Please return the listing below word for word, with every line unchanged.
start
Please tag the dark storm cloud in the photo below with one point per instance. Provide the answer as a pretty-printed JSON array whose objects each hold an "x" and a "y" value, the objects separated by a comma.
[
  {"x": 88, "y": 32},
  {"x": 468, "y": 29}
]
end
### CORRECT RESULT
Please tag the dark storm cloud in the photo below with one point per instance. Provide the answer as a pretty-printed JSON array whose objects each hold an "x" and a "y" value, the objects separated by a comma.
[
  {"x": 88, "y": 32},
  {"x": 468, "y": 29}
]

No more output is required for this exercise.